__Aim 1__:
Answer these from the book review excerpt:
(a) What was Dudaev's radical nationalism a product of?
(b) What two things did Yeltsin stand fast for?
(c) Despite the bluster of nationalist politicians and Cossacks, what does Lieven find most striking?
__Aim 2__: Reproduce the passage of the book review excerpt between "Lieven is particularly" and "and national identity.", inclusive.

__Excerpt provided__:
========

After charting out the origins and the course of the war, the bulk of the book concentrates on the elements of the Russian defeat (the collapse of state power; the weakness of patriotism, the Cossacks, and Russian diasporas) and the Chechen victory (the legacy of history; the social and cultural strengths of the Chechen nation). Concerning the origins of the war, this book is powerful testimony to the notion that such modern national conflicts are a product not so much of supposed ancient ethnic hatreds as they are of the machinations of particular groups who do not represent "the nation." Lieven's convincingly portrays Dzhokhar Dudaev as not particularly "Chechen"--less democratic, culturally too Soviet and too Russian--but compensating for this, and for a weak power base, by becoming an ultra-nationalist who was not particularly popular before the war. Dudaev's radical nationalism was a product of the collapse of state power in Chechnia; it was rhetoric designed to compensate for his lack of real state authority. Other Chechens were more willing to compromise with Russia and perhaps accept some measure of broad autonomy, but Dudaev was not, and Yeltsin stood fast for Russian territorial integrity and oil.
Lieven is particularly effective in describing the lack of will of the Russian army to fight this war and the deep social and cultural reasons for the defeat. Politicians and military leaders committed many blunders in this war, but undermining it all was simply an unwillingness of Russian troops to risk their lives fighting a war they did not understand, bombing elderly Russians in Groznyi, defending a collapsed state that was pushing through a reform that seemed to benefit only corrupt oligarchs. Despite all of the bluster of nationalist politicians, Cossacks, and the like, what Lieven finds most striking is the rejection of imperial expansion in Russia. If Russia is ever to be an imperial threat again, according to Lieven, the lessons of Chechnia tell us that it will have to be born by a new type of Russian nationalism and national identity.

========

__Data excerpts__:
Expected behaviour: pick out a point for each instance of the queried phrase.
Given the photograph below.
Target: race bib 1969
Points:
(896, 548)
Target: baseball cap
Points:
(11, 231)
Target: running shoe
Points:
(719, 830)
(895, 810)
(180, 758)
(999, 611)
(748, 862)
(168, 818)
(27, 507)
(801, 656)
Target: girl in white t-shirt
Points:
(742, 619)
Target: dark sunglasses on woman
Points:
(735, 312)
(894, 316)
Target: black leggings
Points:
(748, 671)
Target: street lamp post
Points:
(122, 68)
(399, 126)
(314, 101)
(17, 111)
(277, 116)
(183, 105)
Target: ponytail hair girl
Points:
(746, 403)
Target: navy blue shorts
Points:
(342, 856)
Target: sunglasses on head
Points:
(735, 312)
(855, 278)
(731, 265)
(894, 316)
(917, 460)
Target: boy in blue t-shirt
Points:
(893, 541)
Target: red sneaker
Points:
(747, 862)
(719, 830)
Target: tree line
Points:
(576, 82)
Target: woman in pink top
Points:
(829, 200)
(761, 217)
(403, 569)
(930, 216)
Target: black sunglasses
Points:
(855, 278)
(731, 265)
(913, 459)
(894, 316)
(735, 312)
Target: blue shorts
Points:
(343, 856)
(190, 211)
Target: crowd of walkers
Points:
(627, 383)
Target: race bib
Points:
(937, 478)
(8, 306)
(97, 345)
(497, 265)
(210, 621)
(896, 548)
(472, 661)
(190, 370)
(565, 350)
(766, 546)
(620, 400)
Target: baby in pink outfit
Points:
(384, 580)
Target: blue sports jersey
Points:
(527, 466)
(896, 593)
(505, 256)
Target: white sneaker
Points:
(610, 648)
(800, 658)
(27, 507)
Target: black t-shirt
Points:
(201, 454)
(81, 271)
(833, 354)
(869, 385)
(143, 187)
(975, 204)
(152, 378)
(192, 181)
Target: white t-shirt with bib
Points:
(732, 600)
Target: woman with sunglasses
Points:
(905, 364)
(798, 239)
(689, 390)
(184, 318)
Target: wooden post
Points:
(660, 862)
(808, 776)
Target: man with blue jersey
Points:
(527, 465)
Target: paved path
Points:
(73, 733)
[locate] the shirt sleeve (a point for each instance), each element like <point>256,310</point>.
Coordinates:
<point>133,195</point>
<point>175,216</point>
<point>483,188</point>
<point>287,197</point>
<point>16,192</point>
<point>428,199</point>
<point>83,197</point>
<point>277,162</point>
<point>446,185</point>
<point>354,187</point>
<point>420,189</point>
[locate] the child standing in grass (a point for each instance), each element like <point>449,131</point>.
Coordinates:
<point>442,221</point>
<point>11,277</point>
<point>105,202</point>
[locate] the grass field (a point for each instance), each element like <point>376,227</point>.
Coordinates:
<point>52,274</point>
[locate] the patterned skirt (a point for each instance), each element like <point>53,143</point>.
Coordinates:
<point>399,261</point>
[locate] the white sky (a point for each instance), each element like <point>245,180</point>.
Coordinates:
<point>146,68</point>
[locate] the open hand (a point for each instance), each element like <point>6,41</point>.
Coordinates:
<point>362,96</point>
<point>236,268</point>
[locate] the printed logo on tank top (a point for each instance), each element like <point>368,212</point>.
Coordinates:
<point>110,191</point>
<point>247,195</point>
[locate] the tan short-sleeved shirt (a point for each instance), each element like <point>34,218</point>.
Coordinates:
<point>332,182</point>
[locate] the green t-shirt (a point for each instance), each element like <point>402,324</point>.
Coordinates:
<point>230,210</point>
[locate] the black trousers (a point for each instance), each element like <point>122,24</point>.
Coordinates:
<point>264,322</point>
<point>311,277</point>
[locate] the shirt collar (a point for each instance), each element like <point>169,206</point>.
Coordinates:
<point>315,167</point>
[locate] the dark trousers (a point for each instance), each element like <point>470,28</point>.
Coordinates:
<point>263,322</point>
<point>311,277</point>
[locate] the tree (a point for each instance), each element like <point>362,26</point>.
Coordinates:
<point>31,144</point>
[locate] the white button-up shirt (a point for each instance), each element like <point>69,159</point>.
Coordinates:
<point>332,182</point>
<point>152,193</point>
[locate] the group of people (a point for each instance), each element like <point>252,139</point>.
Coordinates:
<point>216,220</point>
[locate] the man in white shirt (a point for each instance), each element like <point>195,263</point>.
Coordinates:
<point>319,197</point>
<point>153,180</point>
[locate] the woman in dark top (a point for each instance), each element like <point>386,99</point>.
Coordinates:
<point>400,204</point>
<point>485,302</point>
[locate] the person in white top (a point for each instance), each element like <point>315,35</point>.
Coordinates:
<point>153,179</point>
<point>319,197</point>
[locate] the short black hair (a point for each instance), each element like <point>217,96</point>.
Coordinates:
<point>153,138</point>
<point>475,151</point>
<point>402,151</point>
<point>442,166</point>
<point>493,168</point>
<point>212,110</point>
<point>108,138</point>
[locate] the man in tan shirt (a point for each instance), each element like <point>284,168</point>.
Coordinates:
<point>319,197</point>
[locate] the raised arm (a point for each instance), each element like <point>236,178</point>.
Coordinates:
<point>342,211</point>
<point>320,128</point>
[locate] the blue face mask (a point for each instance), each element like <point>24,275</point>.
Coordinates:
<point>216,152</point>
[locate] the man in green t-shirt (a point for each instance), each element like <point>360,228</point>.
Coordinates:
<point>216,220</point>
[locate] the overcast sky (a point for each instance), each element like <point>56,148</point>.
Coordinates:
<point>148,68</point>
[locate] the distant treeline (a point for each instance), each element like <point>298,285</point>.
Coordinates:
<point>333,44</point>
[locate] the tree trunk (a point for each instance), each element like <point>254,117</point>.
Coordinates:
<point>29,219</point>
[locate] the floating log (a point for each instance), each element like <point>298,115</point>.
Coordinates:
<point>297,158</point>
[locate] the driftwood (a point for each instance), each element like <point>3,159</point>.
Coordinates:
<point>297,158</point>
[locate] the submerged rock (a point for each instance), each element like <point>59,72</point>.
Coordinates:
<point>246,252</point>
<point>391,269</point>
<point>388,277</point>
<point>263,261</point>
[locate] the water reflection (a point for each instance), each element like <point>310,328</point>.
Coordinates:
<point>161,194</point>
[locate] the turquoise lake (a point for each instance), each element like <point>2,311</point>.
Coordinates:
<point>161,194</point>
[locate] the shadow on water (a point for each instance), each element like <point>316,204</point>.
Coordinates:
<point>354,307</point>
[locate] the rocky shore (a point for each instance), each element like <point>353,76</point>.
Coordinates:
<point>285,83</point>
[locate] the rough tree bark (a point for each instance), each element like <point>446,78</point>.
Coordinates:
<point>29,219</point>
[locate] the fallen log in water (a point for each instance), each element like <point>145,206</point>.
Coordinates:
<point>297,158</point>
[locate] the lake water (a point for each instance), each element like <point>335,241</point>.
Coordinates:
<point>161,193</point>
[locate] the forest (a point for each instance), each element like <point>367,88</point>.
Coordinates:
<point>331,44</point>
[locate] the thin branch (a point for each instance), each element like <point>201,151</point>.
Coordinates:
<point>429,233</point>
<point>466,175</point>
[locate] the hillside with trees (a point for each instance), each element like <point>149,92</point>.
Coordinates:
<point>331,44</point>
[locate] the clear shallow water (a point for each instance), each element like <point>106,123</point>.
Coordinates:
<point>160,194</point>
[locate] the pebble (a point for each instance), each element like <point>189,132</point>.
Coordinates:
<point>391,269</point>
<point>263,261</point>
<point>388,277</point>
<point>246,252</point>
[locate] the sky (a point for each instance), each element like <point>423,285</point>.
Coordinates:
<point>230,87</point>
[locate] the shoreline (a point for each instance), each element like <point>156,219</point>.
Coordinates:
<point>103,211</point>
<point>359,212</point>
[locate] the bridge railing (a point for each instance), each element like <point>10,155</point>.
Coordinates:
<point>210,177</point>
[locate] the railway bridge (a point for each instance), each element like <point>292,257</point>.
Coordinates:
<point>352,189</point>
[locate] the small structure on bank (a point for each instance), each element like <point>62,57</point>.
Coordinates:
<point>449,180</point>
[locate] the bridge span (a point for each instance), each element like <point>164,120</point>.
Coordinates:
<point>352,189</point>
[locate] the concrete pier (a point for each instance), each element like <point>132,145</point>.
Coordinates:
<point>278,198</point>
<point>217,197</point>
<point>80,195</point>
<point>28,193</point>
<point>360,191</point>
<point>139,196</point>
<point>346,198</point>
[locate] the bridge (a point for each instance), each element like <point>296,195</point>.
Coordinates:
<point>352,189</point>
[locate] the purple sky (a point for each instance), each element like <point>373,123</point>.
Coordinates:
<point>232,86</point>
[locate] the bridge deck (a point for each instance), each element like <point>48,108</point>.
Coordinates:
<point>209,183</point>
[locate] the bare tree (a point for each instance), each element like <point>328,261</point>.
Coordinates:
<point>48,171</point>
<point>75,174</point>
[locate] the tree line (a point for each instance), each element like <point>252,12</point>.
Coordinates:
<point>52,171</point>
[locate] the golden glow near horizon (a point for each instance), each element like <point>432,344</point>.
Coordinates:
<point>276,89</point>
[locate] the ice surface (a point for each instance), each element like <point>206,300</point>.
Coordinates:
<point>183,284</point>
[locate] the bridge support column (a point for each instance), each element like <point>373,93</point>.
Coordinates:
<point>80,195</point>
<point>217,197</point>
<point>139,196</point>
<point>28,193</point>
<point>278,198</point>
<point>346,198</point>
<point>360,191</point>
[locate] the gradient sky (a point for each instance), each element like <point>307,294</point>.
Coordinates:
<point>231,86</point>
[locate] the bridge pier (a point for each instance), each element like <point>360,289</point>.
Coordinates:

========

__Task response 1__:
(a) The collapse of state power in Chechnia.
(b) Russian territorial integrity and oil.
(c) The rejection of imperial expansion in Russia.

__Task response 2__:
Lieven is particularly effective in describing the lack of will of the Russian army to fight this war and the deep social and cultural reasons for the defeat. Politicians and military leaders committed many blunders in this war, but undermining it all was simply an unwillingness of Russian troops to risk their lives fighting a war they did not understand, bombing elderly Russians in Groznyi, defending a collapsed state that was pushing through a reform that seemed to benefit only corrupt oligarchs. Despite all of the bluster of nationalist politicians, Cossacks, and the like, what Lieven finds most striking is the rejection of imperial expansion in Russia. If Russia is ever to be an imperial threat again, according to Lieven, the lessons of Chechnia tell us that it will have to be born by a new type of Russian nationalism and national identity.